--- START OF Supplied material ---
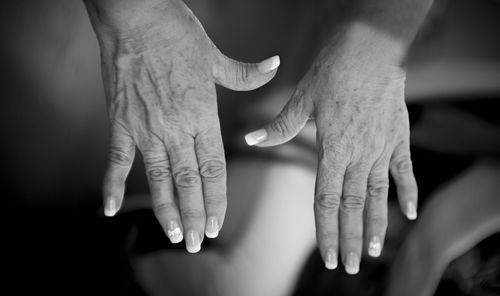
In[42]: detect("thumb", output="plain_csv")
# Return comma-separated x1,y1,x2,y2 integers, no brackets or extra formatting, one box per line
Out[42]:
245,92,311,147
212,51,280,90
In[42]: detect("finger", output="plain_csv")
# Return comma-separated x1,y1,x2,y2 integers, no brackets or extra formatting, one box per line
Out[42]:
103,124,135,217
314,139,346,269
340,163,369,274
167,136,206,253
365,157,389,257
140,139,183,244
390,140,418,220
245,90,312,147
195,124,226,238
212,50,280,90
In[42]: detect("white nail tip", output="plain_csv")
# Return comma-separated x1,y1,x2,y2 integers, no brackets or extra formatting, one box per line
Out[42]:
325,249,338,270
345,253,359,274
259,56,280,74
245,129,267,146
406,202,417,220
368,237,382,257
167,227,183,244
186,230,201,253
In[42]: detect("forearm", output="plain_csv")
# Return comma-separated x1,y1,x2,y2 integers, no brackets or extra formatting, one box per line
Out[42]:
328,0,432,64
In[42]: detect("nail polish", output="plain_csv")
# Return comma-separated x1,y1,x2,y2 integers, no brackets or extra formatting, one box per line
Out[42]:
205,217,219,238
245,129,267,146
104,198,116,217
406,201,417,220
368,236,382,257
345,252,359,274
186,230,201,253
167,221,183,244
258,56,280,74
325,248,338,269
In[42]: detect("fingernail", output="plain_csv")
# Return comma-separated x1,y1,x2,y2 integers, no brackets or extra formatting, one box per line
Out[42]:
205,217,219,238
368,236,382,257
259,56,280,74
186,230,201,253
167,221,183,244
325,248,338,269
245,129,267,146
406,201,417,220
104,198,116,217
345,252,359,274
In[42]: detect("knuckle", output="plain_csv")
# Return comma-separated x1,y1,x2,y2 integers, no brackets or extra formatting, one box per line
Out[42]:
271,113,292,135
315,193,340,212
147,167,170,182
341,194,365,211
369,213,387,229
200,159,226,182
205,195,227,209
143,153,171,182
153,202,176,215
108,146,132,166
174,167,200,188
341,230,362,242
181,208,205,220
367,182,389,198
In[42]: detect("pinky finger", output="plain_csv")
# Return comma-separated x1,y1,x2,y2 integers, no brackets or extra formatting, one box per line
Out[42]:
390,140,418,220
103,129,135,217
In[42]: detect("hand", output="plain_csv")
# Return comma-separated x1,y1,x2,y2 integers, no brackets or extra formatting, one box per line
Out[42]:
246,27,417,274
87,0,279,253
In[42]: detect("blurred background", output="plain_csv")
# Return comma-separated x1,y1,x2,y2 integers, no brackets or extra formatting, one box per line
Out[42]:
0,0,500,295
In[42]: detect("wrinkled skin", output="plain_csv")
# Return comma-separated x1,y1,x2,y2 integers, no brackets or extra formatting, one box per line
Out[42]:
86,0,279,252
246,24,417,274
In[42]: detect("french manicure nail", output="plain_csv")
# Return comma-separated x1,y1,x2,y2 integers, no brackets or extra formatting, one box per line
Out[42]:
245,129,267,146
104,198,116,217
258,56,280,74
205,217,219,238
186,230,201,253
368,236,382,257
325,248,338,269
406,201,417,220
167,221,183,244
345,252,359,274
--- END OF Supplied material ---
Written exercise:
Copy out the records exactly, starting at their first line and going on through the line containing "103,129,135,217", with both ends included. Leave the pictures out of your copy.

Solution to this task:
In[42]: detect("thumb", output="plain_csv")
# Return comma-separated x1,y1,x2,y2 integers, no brackets or extra formatting, one box per line
Out[42]:
245,92,311,147
212,51,280,90
In[42]: detect("finger", output="plain_csv")
# Return comma-separated x1,y1,x2,y2 integers, no brackets or extra formatting, one box per line
Out[42]:
103,124,135,217
314,139,346,269
340,163,369,274
167,136,206,253
365,157,389,257
140,139,183,244
390,140,418,220
245,90,312,147
195,124,226,238
212,50,280,90
In[42]: detect("white nail tip", output="plain_csv")
# Return comma-separated x1,y1,x2,y2 integers, no brackets or extra formatting, one box per line
Out[42]:
325,249,338,270
345,253,359,274
259,56,280,74
245,129,267,146
406,202,417,220
368,237,382,257
167,227,183,244
186,230,201,253
In[42]: detect("forearm", output="plain_csv")
# Return comma-separated x1,y1,x2,y2 integers, no brackets or extra formatting, one box per line
Out[42]:
328,0,432,64
In[42]: detect("nail polish", output="plain_csv")
# Return comma-separated x1,y1,x2,y2 integers, no brackets or extra formatting, one box per line
Out[42]:
205,217,219,238
245,129,267,146
104,198,116,217
406,201,417,220
368,236,382,257
345,252,359,274
186,230,201,253
167,221,183,244
258,56,280,74
325,248,338,269
In[42]: detect("fingernail", output="plain_csv")
# Return comma-separated x1,y1,x2,y2 integers, no brackets or extra formatting, one box per line
Out[42]:
205,217,219,238
368,236,382,257
259,56,280,74
186,230,201,253
167,221,183,244
325,248,338,269
245,129,267,146
406,201,417,220
104,198,116,217
345,252,359,274
In[42]: detect("knuckle", output="plain_csv")
# Return comma-separated x1,y1,x2,y2 integers, no brackets or extra formatting, one box per line
Out[42]:
271,113,292,135
315,193,340,212
147,167,170,182
341,194,365,211
369,213,387,229
200,159,226,182
205,195,227,209
143,153,171,182
153,202,176,215
108,146,132,166
174,167,200,188
341,230,362,242
181,208,205,220
367,182,389,198
In[42]: detect("pinky finger", output="plain_csv")
# Return comma-separated x1,y1,x2,y2 integers, no brackets or extra formatting, one box per line
Out[42]:
390,140,418,220
103,129,135,217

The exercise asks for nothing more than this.